▶ [Extracted text]:

-----

Numerous biomarkers have already been incorporated in some predictive models for DLBCL (MTV, cell of origin, genetic markers) [13, 40, 42]. Moreover, the prognostic potential of whole-genome sequencing, circulating tumor DNA (ctDNA), along with sociodemographic, clinical, laboratory, molecular, and genetic markers, are under investigation to facilitate prognostication and treatment decision-making [1]. The need for a comprehensive prognostic model for DLBCL patients has been recognized, particularly in the evolving treatment possibilities and improvements in diagnostics [1, 4]. Identifying high-risk patients who could benefit from early treatment with CAR-T, bispecifics, and other novel therapies is necessary. Studies aiming to develop more accurate models for outcome predictions should focus on using different model formulations with more predictors (including MTV, ctDNA, genetic markers), different flexible modeling approaches (e.g., spline models, random survival forests), optimal end-point (cause-specific survival, disease-free survival), and timing of model calculation (e.g., at diagnosis, interim evaluation) [11, 17, 49]. However, until new biomarkers are integrated into validated prognostic models, NCCN-IPI and the IPI should be reported for patients treated in clinical trials to allow optimal comparison of outcomes with previous studies [2]. Despite not affecting treatment decisions, NCCN-IPI can provide insight into patients’ long-term survival.

-----

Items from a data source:
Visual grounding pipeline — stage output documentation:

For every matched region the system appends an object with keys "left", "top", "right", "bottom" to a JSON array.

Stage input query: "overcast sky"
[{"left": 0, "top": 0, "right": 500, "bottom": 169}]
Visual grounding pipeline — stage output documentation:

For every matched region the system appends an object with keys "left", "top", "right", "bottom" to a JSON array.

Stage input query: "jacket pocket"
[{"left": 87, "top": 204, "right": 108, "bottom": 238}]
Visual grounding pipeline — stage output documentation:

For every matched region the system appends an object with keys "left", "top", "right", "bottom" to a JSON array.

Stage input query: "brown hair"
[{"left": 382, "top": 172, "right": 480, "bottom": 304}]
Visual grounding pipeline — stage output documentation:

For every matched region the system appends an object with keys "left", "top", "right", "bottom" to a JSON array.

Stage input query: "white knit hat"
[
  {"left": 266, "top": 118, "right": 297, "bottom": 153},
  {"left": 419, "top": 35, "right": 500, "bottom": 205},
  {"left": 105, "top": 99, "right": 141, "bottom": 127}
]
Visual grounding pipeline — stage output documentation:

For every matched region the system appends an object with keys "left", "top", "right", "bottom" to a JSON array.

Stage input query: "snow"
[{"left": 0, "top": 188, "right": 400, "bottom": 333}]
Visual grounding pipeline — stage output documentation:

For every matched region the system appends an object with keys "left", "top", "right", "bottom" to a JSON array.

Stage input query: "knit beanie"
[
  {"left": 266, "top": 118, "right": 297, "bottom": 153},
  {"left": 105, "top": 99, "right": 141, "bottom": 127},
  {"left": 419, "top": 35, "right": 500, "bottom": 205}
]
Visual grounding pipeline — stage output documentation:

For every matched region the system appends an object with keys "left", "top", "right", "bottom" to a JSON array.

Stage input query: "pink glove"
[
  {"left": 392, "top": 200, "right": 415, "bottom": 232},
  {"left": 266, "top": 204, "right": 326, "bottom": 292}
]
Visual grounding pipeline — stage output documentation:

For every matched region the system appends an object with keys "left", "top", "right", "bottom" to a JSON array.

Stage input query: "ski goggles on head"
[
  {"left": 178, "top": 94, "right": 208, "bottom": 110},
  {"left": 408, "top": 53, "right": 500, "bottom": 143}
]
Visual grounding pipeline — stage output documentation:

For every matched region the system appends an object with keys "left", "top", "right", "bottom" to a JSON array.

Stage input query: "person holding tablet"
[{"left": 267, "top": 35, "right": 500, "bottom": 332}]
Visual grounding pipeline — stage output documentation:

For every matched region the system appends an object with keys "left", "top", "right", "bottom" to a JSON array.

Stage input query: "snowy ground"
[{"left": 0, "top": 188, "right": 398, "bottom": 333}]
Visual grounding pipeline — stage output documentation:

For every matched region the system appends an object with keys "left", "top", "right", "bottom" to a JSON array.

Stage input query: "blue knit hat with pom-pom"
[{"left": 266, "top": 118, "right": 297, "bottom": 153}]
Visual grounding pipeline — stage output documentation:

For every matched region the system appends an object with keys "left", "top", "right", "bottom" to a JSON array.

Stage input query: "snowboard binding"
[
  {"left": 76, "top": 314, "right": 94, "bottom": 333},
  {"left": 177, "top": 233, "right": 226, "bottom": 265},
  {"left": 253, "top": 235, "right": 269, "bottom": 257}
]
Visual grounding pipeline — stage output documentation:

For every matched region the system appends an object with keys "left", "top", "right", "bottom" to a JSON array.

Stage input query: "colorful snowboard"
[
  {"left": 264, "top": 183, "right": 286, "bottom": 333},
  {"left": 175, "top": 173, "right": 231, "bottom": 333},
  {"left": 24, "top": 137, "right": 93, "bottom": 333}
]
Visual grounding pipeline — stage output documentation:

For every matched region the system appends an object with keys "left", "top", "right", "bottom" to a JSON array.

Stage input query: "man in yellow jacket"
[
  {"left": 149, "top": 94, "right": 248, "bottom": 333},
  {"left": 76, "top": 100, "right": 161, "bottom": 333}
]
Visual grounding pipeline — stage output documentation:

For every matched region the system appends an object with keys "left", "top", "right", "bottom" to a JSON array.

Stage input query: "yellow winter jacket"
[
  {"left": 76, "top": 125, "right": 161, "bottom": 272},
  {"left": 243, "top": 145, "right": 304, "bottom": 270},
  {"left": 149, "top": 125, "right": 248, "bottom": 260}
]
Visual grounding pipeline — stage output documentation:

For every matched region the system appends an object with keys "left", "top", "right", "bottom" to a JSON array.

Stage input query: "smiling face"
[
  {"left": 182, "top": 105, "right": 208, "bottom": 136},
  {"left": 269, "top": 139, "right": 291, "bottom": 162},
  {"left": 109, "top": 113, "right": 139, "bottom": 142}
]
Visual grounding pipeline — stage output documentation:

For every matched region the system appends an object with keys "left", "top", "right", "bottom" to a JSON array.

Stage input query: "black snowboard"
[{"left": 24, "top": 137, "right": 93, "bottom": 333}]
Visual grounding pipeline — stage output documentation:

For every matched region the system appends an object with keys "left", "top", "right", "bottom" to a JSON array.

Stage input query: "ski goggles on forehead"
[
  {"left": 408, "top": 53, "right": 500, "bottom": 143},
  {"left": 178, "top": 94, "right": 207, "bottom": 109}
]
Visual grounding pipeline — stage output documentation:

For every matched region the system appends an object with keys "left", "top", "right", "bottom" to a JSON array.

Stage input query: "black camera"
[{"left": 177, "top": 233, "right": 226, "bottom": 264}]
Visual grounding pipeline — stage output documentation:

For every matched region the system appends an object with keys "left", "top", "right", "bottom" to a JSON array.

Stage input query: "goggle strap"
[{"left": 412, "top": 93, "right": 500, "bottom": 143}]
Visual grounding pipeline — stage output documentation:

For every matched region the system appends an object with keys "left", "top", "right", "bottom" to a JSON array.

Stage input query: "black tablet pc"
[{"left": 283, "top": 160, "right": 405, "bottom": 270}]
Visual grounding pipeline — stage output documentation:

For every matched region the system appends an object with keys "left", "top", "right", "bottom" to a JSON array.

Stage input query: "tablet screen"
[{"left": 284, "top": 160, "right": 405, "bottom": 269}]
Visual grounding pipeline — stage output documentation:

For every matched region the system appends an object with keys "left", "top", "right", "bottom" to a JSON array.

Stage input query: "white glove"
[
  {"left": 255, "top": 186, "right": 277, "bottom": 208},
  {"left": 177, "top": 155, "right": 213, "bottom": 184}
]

-----

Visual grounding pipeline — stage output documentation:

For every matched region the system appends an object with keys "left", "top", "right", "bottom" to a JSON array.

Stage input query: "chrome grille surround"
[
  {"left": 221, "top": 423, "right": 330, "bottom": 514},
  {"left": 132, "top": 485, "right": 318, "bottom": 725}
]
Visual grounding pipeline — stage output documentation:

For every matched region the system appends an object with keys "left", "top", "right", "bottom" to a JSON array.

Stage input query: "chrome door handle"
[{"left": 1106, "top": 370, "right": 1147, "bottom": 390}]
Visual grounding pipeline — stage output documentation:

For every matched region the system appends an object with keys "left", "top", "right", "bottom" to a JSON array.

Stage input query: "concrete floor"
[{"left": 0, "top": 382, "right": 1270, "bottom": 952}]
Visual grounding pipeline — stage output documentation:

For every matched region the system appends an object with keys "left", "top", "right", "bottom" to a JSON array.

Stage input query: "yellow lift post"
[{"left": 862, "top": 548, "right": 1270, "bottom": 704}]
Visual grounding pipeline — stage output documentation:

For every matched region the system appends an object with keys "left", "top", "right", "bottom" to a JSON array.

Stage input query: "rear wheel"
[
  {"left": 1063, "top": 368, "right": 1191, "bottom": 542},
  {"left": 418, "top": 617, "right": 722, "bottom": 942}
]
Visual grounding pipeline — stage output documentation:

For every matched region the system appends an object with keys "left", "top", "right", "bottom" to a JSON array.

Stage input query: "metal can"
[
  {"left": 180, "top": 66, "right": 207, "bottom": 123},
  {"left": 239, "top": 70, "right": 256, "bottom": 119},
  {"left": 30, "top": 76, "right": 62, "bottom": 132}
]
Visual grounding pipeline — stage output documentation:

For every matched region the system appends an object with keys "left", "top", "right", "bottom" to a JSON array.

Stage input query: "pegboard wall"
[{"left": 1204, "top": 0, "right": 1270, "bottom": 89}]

-----

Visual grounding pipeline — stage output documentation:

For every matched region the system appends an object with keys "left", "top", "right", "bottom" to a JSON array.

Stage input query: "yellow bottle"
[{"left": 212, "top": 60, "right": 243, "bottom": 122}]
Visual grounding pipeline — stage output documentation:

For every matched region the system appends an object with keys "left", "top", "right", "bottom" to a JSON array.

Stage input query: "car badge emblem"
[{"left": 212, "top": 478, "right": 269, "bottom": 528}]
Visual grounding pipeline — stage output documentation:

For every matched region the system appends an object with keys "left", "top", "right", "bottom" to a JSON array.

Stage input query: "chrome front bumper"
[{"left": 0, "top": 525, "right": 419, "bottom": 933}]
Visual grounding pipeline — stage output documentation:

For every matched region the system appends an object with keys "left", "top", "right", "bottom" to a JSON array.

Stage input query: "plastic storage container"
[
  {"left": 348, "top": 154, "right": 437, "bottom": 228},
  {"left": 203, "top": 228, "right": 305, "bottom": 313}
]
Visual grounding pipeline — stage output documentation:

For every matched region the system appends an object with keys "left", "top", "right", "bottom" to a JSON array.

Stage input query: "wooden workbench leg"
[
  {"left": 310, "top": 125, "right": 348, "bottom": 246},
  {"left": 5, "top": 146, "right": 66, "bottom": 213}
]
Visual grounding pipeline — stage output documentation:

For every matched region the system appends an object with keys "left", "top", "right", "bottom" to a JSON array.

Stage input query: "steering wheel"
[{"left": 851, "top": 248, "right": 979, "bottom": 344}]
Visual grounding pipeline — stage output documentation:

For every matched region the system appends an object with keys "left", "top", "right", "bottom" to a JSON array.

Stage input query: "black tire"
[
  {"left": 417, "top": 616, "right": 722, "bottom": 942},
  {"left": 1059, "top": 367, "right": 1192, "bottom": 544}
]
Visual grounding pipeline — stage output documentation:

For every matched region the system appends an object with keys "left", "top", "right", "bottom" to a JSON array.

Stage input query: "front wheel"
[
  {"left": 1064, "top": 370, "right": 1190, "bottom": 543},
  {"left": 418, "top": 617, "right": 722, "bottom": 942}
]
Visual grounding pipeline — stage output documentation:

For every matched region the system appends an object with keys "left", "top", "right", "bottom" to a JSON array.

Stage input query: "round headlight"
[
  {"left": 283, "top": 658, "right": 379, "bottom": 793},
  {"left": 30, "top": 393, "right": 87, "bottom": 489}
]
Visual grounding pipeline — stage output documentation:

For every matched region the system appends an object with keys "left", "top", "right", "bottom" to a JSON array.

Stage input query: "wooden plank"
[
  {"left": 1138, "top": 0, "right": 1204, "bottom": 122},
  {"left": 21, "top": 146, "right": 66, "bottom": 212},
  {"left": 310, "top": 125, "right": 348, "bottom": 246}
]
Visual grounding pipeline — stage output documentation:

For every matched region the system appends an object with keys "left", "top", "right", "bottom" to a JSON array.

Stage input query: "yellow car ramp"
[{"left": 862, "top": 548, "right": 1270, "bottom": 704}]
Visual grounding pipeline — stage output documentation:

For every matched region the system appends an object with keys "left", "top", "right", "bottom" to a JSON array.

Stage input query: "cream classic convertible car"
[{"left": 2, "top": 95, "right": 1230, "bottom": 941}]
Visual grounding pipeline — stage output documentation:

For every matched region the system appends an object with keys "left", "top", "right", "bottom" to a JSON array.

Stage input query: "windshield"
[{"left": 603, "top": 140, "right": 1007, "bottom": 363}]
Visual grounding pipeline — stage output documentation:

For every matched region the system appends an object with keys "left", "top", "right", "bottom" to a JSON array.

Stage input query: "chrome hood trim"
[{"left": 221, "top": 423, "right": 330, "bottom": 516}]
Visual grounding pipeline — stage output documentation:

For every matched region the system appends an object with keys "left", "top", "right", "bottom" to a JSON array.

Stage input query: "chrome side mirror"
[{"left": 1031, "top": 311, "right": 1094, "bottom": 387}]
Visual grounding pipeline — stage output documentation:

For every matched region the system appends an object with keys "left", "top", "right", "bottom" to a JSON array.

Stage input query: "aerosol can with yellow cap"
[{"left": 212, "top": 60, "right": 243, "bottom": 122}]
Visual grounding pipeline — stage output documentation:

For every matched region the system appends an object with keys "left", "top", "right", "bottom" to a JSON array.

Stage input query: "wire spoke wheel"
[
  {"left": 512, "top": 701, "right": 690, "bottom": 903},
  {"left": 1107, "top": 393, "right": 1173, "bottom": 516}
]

-----

▶ [Exercise details]: Rewrite the paragraph of the DLBCL prognosis text that begins "Numerous biomarkers have already been incorporated" as a bulleted list that keeps its main facts.

▶ [Answer section]:
- Some predictive models for DLBCL already include biomarkers such as MTV, cell of origin and genetic markers.
- Researchers are studying whether whole-genome sequencing, ctDNA and sociodemographic, clinical, laboratory, molecular and genetic markers can help with prognosis and treatment decisions.
- As treatments evolve and diagnostics improve, DLBCL patients need a comprehensive prognostic model.
- It is necessary to identify high-risk patients who could benefit from early treatment with CAR-T, bispecifics or other novel therapies.
- Studies building better outcome models should focus on:
  - more predictors (MTV, ctDNA, genetic markers)
  - flexible modeling approaches (spline models, random survival forests)
  - optimal end points (cause-specific or disease-free survival)
  - timing of model calculation (at diagnosis, at interim evaluation)
- Until new biomarkers are integrated into validated models, NCCN-IPI and IPI should be reported for patients in clinical trials so outcomes can be compared with previous studies.
- NCCN-IPI does not affect treatment decisions, but it can give insight into patients' long-term survival.